Tareas escritas:
**1.** Traduzca al inglés esta oración del texto sobre Piglia y Borges: «Allí Renzi, recurrente alter ego de Piglia, sugiere que para saber lo que Borges piensa de la literatura argentina no hay que escuchar lo que dice en reportajes y artículos».
**2.** Prosiga el texto sobre Piglia y Borges a partir del punto en que se detiene.

Página:
La pista para salir de este laberinto la encontré en un pasaje de Respiración artificial, el primero de sus libros que leí, en algún momento de la década del 80 que se convirtió en una bisagra en mi vida. Allí Renzi, recurrente alter ego de Piglia, sugiere que para saber lo que Borges piensa de la literatura argentina no hay que escuchar lo que dice en reportajes y artículos. Si uno se deja engañar por esa corriente, encontraría que Borges elogia a Mallea, a Carmen Gándara "y a otros maestros por el estilo". No, según Renzi -según Piglia-, lo que hay que hacer para saber a quién admiraba de verdad es "mirar sobre quién ha escrito Borges su ficción, o mejor, a qué escritores argentinos usó como tema de sus relatos". Esto es: José Hernández, Sarmiento, Lugones, Arlt.

Ítems proporcionados:
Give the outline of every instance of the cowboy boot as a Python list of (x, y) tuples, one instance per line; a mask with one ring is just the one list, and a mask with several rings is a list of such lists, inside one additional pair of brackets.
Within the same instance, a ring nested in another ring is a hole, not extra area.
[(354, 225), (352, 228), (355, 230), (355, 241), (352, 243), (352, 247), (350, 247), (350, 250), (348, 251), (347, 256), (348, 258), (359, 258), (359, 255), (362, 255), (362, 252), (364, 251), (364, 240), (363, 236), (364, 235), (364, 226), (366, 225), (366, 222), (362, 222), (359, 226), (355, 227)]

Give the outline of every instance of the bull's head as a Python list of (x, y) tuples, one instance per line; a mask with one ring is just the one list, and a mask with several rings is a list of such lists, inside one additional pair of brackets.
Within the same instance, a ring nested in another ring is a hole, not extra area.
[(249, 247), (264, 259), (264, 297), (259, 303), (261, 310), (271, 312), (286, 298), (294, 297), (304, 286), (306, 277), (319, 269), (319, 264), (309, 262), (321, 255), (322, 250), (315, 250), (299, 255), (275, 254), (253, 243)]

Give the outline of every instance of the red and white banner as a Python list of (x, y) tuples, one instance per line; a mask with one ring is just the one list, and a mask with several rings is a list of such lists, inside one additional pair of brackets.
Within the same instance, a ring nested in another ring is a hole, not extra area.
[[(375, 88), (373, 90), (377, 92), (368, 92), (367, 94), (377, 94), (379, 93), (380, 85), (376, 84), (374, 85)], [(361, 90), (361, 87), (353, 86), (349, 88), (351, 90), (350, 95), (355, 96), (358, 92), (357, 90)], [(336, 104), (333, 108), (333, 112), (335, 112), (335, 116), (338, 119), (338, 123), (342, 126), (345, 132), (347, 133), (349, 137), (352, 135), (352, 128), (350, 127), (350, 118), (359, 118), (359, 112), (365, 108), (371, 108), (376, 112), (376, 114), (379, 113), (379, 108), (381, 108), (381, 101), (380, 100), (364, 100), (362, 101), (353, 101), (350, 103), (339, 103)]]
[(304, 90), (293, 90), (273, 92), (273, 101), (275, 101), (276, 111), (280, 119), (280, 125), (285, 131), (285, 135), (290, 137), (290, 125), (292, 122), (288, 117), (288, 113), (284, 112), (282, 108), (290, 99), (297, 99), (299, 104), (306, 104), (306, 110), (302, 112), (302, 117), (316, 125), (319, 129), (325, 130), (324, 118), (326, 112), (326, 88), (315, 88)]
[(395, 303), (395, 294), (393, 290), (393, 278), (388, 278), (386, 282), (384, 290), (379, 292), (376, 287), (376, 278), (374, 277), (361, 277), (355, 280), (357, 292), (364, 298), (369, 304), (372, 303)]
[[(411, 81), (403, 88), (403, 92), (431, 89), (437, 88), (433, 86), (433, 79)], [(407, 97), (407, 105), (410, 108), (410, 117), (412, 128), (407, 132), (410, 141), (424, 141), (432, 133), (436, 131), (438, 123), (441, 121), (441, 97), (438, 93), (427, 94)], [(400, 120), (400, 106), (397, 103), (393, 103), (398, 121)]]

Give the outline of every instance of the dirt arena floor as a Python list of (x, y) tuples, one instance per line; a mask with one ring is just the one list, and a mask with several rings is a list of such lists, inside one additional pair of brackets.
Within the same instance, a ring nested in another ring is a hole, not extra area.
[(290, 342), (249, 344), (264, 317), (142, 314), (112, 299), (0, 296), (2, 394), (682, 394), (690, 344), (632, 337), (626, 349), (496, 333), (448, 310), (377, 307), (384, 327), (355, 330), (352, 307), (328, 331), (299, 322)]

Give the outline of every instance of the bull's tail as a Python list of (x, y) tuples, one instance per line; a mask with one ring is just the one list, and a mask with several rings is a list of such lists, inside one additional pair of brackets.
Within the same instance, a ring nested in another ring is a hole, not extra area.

Respuestas esperadas:
**1.** There, Renzi, Piglia's recurring alter ego, suggests that to know what Borges thinks of Argentine literature, one should not listen to what he says in interviews and articles.

**2.**
¿Se puede descubrir qué trata de decir Piglia a través del cine, recurriendo no sólo a las pruebas convencionales, en este caso las películas en cuyos créditos figura, sino a sus textos? Después de todo el cine es un arte de colaboración, del cual un escritor es apenas un engranaje. Pero los textos en los que Piglia habla de cine son demasiado escuetos para extrapolarles una teoría. ¿Es posible completar los vacíos aplicando al cine alguno de los conceptos que Piglia usa en sus ensayos?

Yo lo intenté. El resultado es una teoría descabellada, más apropiada a un congreso de ciencia ficción o las catacumbas de un culto nuevo que a un lugar como este, pero de todos modos les pido que sean indulgentes. Seguramente fui demasiado lejos (no sin agonía, ojalá esto cuente en mi favor), pero dado que ustedes ya están aquí, permítanme explicarme. 

                                                     (Continuará.)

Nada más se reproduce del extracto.